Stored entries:
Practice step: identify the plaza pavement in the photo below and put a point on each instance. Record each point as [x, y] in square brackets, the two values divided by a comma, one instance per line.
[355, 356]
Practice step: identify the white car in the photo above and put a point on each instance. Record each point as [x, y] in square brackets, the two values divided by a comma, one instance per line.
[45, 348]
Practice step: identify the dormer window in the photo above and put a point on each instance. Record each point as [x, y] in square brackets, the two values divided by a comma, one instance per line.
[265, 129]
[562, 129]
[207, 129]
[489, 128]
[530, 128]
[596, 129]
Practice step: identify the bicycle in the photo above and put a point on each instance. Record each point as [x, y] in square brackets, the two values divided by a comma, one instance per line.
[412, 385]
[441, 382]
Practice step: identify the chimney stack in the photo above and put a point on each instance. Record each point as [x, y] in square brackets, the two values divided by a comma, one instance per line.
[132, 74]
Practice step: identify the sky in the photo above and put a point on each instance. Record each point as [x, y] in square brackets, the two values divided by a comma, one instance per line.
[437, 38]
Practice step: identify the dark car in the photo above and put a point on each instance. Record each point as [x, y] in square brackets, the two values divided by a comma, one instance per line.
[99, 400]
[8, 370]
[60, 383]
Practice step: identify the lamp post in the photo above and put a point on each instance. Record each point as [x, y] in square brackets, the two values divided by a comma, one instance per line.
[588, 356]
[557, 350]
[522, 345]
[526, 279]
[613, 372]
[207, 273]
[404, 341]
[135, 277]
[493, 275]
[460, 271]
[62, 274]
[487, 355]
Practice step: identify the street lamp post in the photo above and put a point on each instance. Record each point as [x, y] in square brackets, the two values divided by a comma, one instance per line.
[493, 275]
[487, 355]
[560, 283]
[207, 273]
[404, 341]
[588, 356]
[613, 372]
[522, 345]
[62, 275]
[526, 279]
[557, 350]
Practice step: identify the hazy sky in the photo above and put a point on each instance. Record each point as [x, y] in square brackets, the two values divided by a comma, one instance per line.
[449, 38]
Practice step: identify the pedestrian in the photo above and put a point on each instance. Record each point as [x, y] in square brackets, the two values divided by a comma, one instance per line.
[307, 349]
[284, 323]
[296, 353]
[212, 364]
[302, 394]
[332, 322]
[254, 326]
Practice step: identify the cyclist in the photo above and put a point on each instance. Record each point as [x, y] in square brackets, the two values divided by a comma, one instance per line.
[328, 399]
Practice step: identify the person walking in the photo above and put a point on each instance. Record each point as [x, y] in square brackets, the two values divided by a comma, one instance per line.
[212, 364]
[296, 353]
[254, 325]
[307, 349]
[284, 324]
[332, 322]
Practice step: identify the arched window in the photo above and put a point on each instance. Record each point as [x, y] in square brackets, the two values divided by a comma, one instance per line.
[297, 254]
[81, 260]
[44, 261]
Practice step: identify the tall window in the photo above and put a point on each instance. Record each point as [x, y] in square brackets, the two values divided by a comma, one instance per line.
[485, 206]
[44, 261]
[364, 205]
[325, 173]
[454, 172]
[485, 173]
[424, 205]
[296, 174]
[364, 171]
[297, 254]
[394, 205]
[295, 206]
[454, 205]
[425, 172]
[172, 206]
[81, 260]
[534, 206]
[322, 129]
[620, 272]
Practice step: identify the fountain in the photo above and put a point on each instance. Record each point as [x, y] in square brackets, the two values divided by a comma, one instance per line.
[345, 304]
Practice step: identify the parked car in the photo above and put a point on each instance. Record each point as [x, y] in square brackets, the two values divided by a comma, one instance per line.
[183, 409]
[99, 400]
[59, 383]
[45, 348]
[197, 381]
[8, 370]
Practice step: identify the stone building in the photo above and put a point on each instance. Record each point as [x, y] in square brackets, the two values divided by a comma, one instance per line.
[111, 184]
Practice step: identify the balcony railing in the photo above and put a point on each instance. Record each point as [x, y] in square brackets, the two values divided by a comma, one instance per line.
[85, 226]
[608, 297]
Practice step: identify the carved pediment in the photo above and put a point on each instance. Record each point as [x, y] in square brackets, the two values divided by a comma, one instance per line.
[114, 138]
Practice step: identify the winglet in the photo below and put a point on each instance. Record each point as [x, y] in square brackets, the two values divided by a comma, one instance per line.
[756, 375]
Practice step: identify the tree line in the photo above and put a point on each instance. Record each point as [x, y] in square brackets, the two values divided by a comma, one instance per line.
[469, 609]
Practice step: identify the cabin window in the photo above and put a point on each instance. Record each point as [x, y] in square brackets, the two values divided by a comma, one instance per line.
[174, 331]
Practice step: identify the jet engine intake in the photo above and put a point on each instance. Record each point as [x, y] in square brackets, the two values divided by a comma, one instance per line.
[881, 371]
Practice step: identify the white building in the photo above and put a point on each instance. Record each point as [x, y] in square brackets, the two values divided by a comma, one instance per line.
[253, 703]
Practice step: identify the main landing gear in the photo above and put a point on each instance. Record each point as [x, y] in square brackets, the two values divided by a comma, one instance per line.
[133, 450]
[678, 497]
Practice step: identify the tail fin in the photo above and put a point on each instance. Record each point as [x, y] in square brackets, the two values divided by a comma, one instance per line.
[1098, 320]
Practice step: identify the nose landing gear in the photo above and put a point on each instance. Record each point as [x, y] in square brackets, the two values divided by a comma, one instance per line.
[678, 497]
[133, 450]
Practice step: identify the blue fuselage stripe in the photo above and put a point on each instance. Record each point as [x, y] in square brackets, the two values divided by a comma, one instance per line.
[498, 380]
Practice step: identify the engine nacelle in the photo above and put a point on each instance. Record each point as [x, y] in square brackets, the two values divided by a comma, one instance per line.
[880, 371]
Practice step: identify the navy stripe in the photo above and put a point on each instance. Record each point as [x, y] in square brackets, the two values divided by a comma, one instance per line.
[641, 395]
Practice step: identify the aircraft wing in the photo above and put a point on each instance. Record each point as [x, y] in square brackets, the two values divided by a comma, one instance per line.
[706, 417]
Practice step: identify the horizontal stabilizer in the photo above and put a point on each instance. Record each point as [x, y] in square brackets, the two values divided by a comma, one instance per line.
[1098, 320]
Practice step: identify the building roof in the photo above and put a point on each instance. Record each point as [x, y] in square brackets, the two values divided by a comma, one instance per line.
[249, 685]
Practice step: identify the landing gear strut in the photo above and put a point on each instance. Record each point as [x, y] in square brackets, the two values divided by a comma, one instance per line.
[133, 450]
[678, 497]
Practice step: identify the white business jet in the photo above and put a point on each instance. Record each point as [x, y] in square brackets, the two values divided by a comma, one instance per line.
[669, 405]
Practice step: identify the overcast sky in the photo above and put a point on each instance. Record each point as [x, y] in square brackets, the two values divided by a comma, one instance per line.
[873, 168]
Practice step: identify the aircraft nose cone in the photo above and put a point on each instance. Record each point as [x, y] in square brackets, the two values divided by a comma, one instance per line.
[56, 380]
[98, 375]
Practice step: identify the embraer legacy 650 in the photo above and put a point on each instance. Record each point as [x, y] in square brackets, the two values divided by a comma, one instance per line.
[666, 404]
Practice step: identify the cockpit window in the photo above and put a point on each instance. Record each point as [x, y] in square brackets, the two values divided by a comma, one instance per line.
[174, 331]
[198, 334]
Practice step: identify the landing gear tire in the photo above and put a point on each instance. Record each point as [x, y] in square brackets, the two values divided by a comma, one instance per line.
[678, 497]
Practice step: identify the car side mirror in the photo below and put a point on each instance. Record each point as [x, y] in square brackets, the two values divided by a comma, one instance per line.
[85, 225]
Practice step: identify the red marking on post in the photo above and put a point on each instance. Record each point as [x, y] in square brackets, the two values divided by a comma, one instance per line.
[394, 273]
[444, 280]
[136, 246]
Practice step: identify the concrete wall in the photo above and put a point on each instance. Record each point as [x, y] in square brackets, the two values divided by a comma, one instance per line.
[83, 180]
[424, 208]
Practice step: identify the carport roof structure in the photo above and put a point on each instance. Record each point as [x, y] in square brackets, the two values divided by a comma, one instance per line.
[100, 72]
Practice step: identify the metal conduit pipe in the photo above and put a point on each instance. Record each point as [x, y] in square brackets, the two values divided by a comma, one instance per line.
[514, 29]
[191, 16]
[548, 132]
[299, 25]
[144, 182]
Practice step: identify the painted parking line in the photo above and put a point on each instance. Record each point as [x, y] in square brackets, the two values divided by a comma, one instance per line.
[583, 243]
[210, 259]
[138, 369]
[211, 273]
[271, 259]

# WORK TASK:
Print only these lines, exactly: the one containing "Practice step: identify the carport" and all after it to the end of the entries.

# OUTPUT OF THE EXERCISE:
Practice step: identify the carport roof structure in the photo above and put a point on each instance. Record each point as [x, y] in square brackets, the two values divided by a comma, one instance per line.
[100, 72]
Practice step: identify the metal conduit pipe in the photo above and put a point on each instance. Record each point as [x, y] in square brackets, the two values divided by a comma, one instance per line.
[514, 29]
[191, 16]
[548, 132]
[299, 25]
[144, 182]
Practice step: identify the painted parking line in the photo above and put a point on each instance. Record each point as [x, y] in square brackets, the two values divided by a comma, one instance per line.
[583, 243]
[210, 259]
[138, 369]
[211, 273]
[271, 259]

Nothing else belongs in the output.